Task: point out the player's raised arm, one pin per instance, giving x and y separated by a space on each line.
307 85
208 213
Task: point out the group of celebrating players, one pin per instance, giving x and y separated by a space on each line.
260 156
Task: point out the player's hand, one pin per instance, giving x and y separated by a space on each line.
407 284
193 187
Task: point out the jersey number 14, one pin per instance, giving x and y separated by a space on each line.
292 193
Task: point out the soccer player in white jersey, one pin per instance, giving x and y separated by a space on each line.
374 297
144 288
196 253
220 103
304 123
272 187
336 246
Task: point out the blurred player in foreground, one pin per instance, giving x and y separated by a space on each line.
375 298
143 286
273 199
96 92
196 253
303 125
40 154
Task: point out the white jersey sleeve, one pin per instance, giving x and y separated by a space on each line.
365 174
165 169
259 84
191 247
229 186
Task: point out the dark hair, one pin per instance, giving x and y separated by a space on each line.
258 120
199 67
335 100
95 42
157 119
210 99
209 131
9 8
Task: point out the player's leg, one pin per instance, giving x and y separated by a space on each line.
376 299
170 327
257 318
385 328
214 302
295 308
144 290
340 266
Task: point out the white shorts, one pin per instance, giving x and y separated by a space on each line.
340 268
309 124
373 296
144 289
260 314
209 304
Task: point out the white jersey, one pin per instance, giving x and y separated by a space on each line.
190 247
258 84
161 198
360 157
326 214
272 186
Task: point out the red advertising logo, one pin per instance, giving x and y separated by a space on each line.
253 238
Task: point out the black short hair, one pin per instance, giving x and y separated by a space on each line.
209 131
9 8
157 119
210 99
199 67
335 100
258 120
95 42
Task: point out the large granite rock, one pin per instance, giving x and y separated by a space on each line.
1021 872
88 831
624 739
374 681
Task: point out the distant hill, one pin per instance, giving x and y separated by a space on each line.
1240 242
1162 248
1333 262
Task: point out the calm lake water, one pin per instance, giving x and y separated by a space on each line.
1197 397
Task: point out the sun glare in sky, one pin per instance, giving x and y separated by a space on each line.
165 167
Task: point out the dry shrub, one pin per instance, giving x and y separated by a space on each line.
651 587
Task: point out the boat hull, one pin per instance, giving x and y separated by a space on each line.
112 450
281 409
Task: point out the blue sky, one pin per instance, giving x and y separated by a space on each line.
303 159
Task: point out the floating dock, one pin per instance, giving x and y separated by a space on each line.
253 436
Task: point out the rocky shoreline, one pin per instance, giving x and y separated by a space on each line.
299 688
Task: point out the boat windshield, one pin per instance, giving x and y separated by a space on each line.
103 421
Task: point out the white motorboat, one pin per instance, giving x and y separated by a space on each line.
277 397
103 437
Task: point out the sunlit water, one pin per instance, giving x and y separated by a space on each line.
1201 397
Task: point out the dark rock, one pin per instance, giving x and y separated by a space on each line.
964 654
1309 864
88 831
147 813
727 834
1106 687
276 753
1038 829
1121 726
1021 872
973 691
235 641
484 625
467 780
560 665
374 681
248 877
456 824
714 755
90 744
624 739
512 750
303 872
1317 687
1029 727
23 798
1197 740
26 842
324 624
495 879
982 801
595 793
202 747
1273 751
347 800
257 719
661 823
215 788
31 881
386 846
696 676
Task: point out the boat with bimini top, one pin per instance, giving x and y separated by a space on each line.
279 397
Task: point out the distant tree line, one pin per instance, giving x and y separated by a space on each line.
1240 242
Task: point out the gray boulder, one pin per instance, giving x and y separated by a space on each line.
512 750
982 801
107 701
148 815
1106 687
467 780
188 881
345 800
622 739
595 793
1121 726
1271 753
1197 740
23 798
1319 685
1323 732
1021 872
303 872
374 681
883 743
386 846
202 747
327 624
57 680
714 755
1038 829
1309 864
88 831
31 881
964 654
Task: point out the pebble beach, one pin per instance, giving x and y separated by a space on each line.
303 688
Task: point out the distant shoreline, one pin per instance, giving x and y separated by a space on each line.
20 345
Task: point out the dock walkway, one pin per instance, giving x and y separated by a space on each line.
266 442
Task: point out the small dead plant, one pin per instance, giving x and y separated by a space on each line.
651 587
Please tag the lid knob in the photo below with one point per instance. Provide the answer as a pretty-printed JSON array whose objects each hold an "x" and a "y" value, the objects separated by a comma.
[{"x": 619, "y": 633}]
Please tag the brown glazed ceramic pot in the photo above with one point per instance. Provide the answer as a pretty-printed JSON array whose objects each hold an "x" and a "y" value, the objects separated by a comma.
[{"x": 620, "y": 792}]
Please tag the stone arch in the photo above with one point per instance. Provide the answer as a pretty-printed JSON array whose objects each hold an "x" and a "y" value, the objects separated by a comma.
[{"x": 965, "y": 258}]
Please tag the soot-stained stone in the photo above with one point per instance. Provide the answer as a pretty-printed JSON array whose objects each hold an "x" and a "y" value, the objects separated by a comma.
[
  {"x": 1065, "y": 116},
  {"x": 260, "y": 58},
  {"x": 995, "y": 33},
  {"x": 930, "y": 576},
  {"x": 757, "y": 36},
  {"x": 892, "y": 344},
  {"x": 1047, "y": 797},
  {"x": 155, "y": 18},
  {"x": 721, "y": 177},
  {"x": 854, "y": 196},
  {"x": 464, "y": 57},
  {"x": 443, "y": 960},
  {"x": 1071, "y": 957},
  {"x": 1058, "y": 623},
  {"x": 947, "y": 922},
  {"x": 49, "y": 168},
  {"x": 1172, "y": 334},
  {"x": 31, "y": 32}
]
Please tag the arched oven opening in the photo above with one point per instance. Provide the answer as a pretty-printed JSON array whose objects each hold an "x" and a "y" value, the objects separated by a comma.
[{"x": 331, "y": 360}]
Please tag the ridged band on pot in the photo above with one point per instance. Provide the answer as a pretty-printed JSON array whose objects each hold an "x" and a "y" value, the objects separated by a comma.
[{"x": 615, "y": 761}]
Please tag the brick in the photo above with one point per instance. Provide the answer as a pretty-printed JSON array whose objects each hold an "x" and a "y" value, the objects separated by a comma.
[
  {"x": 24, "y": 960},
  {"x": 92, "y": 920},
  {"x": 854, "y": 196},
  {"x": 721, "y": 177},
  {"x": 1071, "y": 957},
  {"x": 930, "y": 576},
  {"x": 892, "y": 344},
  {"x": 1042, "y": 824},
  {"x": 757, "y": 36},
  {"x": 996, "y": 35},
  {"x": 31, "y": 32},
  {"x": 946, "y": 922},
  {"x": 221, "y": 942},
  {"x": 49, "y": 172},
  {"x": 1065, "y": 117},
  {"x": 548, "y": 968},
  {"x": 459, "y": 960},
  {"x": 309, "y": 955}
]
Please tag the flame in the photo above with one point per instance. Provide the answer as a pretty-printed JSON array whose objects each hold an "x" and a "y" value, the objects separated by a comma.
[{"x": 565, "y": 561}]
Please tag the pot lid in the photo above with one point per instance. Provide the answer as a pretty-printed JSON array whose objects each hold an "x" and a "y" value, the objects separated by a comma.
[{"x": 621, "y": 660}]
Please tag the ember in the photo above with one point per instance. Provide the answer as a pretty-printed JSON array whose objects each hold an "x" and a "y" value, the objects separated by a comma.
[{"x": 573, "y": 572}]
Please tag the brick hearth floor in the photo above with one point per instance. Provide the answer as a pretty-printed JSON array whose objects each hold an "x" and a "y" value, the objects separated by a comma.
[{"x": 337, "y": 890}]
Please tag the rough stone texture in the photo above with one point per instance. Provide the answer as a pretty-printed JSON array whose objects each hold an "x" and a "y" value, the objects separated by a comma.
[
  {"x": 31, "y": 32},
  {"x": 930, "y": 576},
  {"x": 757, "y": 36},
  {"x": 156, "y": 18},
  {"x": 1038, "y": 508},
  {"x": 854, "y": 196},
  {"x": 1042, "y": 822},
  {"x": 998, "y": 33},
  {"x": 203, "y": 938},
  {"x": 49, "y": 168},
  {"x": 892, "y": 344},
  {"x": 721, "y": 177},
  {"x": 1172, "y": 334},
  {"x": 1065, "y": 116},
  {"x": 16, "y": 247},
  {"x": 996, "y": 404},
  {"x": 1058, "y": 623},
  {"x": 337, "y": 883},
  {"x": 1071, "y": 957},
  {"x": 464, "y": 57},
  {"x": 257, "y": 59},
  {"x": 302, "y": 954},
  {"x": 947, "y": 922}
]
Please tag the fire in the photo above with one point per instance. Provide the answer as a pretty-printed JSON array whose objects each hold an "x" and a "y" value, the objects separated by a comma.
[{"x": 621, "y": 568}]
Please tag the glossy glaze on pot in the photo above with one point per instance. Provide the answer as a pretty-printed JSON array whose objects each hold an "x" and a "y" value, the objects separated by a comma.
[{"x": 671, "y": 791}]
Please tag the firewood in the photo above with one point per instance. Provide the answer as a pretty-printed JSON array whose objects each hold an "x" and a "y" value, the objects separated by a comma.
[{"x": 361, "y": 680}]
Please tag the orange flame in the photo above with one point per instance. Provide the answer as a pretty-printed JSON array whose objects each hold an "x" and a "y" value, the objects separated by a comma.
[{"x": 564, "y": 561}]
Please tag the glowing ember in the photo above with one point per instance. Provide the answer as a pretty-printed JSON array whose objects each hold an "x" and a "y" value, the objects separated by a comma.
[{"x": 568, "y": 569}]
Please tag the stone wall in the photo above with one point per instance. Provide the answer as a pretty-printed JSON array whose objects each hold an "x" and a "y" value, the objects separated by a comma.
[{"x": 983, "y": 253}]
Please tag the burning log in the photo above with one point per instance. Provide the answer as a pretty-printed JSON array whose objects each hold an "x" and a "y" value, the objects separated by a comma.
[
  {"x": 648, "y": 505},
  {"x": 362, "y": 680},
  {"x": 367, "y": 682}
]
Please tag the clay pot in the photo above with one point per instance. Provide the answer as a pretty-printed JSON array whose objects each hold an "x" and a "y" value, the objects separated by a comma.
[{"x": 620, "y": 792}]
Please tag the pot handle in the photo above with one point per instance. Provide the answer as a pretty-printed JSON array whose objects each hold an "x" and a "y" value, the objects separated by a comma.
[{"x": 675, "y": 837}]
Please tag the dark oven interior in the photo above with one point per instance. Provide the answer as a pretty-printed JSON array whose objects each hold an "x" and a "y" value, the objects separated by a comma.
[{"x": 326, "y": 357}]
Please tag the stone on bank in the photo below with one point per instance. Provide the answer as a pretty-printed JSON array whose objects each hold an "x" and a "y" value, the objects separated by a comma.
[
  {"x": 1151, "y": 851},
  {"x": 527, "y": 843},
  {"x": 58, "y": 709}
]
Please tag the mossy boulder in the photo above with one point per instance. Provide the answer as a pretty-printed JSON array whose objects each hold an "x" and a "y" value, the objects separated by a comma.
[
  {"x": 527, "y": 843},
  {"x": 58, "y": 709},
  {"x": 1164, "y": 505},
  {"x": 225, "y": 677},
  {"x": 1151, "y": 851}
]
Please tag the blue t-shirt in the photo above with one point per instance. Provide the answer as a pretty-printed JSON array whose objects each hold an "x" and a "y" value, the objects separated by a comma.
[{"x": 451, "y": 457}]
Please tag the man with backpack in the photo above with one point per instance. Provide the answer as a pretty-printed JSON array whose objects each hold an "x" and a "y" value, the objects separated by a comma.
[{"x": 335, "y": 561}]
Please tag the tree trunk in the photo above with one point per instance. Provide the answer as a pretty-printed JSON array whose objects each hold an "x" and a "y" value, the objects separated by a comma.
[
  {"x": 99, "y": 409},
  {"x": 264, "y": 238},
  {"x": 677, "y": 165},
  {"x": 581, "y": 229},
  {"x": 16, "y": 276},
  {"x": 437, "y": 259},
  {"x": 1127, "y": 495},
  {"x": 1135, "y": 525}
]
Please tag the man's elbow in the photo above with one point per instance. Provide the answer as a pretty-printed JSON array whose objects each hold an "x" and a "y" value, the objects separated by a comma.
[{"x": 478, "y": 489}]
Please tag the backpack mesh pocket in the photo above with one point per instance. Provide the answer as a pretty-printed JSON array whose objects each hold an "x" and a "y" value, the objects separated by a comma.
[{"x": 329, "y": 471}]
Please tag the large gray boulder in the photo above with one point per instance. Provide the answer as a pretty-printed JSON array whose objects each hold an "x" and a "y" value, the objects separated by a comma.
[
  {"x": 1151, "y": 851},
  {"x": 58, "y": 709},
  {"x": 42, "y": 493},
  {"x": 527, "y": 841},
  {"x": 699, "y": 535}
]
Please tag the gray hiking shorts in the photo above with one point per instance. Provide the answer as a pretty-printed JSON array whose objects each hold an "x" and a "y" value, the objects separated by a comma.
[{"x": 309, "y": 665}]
═══
■ Exercise brief: Write the lines out exactly, from the one with "Please tag the blue" down to the last line of the listing, and leave out all others.

■ Exercise response:
Please tag the blue t-shirt in the photo above with one point per instance. Provide the answer as a pretty-printed JSON array whose objects each hold an "x" and a "y" value, the objects separated by a comma.
[{"x": 451, "y": 457}]
Please tag the man with backpack in the photo above with one point per instance. Provide the answer as a pretty-printed JSON array whose objects each hold an "x" and a "y" value, the objects separated by a comma.
[{"x": 335, "y": 561}]
Please tag the tree trunk in the photo above with one point per instance. Provide the answer as a pretty-printed JSON array whose objects each hold an "x" and a "y" value, the objects separated by a comma.
[
  {"x": 99, "y": 409},
  {"x": 264, "y": 238},
  {"x": 677, "y": 165},
  {"x": 581, "y": 229},
  {"x": 16, "y": 276},
  {"x": 437, "y": 259},
  {"x": 1127, "y": 495},
  {"x": 1135, "y": 525}
]
Please tag the man's elbow in the photo above with one point per instance. Provide the answer as a pretty-printed JSON array whose objects each hold an "x" and a "y" value, the objects separated by a comma.
[{"x": 478, "y": 489}]
Please tag the backpack mesh pocket in the photo above with one point per instance. Provide the answer as a pretty-printed JSON array whose objects each hold an "x" and a "y" value, the objects separated by a comma.
[{"x": 329, "y": 471}]
Please tag the large gray boulder in the photo above with one point per instance. Provide the answer as a pretty-printed JSON array whose objects each hold an "x" and a "y" value, the objects separated by a comma.
[
  {"x": 1151, "y": 851},
  {"x": 58, "y": 709},
  {"x": 42, "y": 493},
  {"x": 527, "y": 841},
  {"x": 699, "y": 535}
]
Please tag the gray hiking shorts in the photo above with one point per instance. Provide the answer as a pretty-printed JSON array whose objects each hold an "x" and a "y" value, the objects separated by a comma.
[{"x": 309, "y": 665}]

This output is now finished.